* start Records for this exercise *

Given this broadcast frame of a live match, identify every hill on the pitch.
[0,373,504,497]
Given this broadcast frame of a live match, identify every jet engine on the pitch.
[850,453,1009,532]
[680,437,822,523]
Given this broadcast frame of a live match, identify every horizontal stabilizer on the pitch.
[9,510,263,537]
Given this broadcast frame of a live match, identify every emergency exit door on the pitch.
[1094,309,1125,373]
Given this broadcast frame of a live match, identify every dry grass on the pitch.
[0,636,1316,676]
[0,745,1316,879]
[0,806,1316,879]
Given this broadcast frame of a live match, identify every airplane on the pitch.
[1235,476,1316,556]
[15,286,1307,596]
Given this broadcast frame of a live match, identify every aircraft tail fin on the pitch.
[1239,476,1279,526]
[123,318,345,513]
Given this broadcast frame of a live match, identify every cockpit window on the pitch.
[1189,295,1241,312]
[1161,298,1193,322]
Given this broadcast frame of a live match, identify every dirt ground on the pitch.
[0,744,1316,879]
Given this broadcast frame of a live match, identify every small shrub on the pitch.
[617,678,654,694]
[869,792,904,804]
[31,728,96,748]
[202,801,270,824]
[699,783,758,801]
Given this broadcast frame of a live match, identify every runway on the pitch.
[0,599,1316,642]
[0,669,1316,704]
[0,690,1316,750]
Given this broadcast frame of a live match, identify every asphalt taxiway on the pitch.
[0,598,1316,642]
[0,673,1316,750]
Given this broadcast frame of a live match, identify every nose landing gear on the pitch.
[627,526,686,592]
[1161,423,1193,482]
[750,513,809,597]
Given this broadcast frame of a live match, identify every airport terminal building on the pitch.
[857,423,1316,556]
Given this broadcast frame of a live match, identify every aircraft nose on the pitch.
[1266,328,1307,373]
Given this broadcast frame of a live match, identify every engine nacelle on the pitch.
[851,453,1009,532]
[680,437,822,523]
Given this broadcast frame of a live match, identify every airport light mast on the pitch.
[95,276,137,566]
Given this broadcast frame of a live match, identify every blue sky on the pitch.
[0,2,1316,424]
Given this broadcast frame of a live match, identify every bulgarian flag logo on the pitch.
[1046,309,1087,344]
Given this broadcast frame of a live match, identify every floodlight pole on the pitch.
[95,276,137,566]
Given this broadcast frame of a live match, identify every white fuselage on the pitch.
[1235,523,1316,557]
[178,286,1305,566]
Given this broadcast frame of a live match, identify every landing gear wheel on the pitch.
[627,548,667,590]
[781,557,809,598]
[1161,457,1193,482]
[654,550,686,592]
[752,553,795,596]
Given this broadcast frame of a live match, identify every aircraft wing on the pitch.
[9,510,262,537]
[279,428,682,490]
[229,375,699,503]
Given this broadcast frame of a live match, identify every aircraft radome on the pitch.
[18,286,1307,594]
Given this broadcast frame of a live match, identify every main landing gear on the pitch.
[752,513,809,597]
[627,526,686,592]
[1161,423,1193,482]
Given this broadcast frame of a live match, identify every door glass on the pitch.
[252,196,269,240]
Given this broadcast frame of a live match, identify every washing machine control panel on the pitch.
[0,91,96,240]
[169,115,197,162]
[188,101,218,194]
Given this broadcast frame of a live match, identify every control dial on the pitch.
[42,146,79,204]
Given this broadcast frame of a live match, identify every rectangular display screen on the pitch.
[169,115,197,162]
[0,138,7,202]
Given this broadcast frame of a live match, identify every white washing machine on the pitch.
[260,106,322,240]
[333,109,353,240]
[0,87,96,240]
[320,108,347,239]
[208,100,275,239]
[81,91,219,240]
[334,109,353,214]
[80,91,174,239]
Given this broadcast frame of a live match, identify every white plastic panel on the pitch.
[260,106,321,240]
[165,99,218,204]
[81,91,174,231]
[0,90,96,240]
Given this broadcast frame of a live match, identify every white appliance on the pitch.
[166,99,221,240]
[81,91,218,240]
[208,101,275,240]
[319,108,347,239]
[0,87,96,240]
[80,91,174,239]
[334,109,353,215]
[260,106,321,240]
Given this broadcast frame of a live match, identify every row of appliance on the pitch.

* end Records for this exercise *

Task to complete ▸ Lay out all of the lines above as a numbered list, leaving out any blank lines.

Solved problem ▸
1. Given this broadcast frame of a live match, identify every hill on the pitch.
2. [0,373,504,497]
3. Given this broadcast frame of a live match, identify every jet engine on the pitch.
4. [850,453,1009,532]
5. [680,437,822,523]
6. Given this broadcast frame of a live match, identify every horizontal stabilizer on the pitch.
7. [9,510,263,537]
8. Given this broadcast frame of a live match, identify every emergency exit door on the pitch.
9. [1094,309,1125,373]
10. Given this broadcast frame of a live match, identify every dry grass on the pitch.
11. [0,636,1316,676]
12. [0,745,1316,879]
13. [0,806,1316,879]
14. Given this broadcast frame of a live match, identify every airplane on the pitch.
15. [1235,476,1316,556]
16. [15,286,1307,596]
17. Given this broadcast frame of a live match, identify every aircraft tail fin on the pitch.
18. [1239,476,1279,526]
19. [123,318,345,513]
20. Given this broadcast frame of a live match, identify every cockpit window on the pitch.
21. [1189,295,1241,312]
22. [1161,298,1193,322]
23. Given this broadcast frame of a live match, identify every dirt ground on the pitch.
24. [0,744,1316,879]
25. Given this broadcast frame of a live match, identify every small shrub on the pitch.
26. [617,678,654,694]
27. [869,792,904,804]
28. [31,728,96,748]
29. [202,801,270,824]
30. [699,783,758,801]
31. Given this broadcast frame of a live match, identify every runway on the pitch.
32. [0,599,1316,642]
33. [0,669,1316,704]
34. [0,690,1316,750]
35. Given this broadcast frame of a live match, identify every asphalt taxiway on the pitch.
36. [0,598,1316,642]
37. [0,673,1316,750]
38. Given this broadcast frame of a live match, identify every nose landing gear on the pitch.
39. [627,526,686,592]
40. [1161,423,1193,482]
41. [750,513,809,597]
42. Given this broadcast frame of a live match, identify every airport terminal building on the pitch.
43. [857,423,1316,556]
44. Given this broadcast frame of a live match, identify every aircraft nose on the pitch.
45. [1266,328,1307,373]
46. Given this broadcast frame of a live match, identify every engine nacelle on the pitch.
47. [851,453,1009,532]
48. [680,437,822,523]
49. Given this broadcast frame of a live match, identify every airport light mast on the pitch.
50. [95,276,137,566]
51. Given this broadcast frame of a live match, identify every blue sky on the pitch.
52. [0,2,1316,424]
53. Given this broadcast frame of a live match, identify every bulgarian flag logo on the pitch.
54. [1046,309,1087,344]
55. Given this broadcast frame of a live match, identify every floodlight pole on the pitch.
56. [95,276,137,566]
57. Given this broadcast frame of a live match, identify every white fuselage on the pitch.
58. [1235,523,1316,557]
59. [178,286,1305,566]
60. Given this broadcast frame of a live match, identify every landing gear wheel on the pitch.
61. [627,548,667,590]
62. [781,557,809,598]
63. [1161,457,1193,482]
64. [654,550,686,592]
65. [752,553,795,596]
66. Given this broadcast frame of a live match, identify every aircraft wing on the pitch.
67. [9,510,262,537]
68. [279,428,682,490]
69. [229,375,699,503]
70. Given this broadcast frame of a live match, identify every aircraft radome on the pitch.
71. [18,286,1307,594]
72. Given this broadcast frame of a live match, identify every main landing gear on the pitch.
73. [752,513,809,597]
74. [627,526,686,592]
75. [1161,423,1193,482]
76. Given this broadcast frame of a live match, identify every door glass on the pitch.
77. [252,196,269,240]
78. Given this broadcast frame of a live match, identify every washing machine control panel on the pitch.
79. [0,91,96,240]
80. [169,115,197,162]
81. [188,101,218,194]
82. Given this broadcast frame of a live match, identify every control dial on the pitch.
83. [42,146,79,204]
84. Given this broadcast frame of a live match, identify every rectangular display screen on the pitch.
85. [169,115,197,162]
86. [0,138,7,202]
87. Given this broadcast frame of a live match, identify every white washing machine on the pitch.
88. [260,106,322,240]
89. [333,109,353,240]
90. [0,87,96,240]
91. [320,108,347,239]
92. [208,100,275,239]
93. [81,91,219,240]
94. [334,109,353,214]
95. [80,91,174,239]
96. Given this broadcast frame of a live match, identify every white plastic panel on the pitch.
97. [260,106,321,240]
98. [165,99,218,204]
99. [81,91,174,231]
100. [0,90,96,240]
101. Given this broadcast frame of a live match, identify every white appliance on the pitch.
102. [166,99,221,240]
103. [81,91,218,240]
104. [208,101,275,240]
105. [319,108,347,239]
106. [0,87,96,240]
107. [80,91,174,239]
108. [334,109,353,215]
109. [260,106,321,240]
110. Given this broadcast frame of a live match, identify every row of appliance on the pitch.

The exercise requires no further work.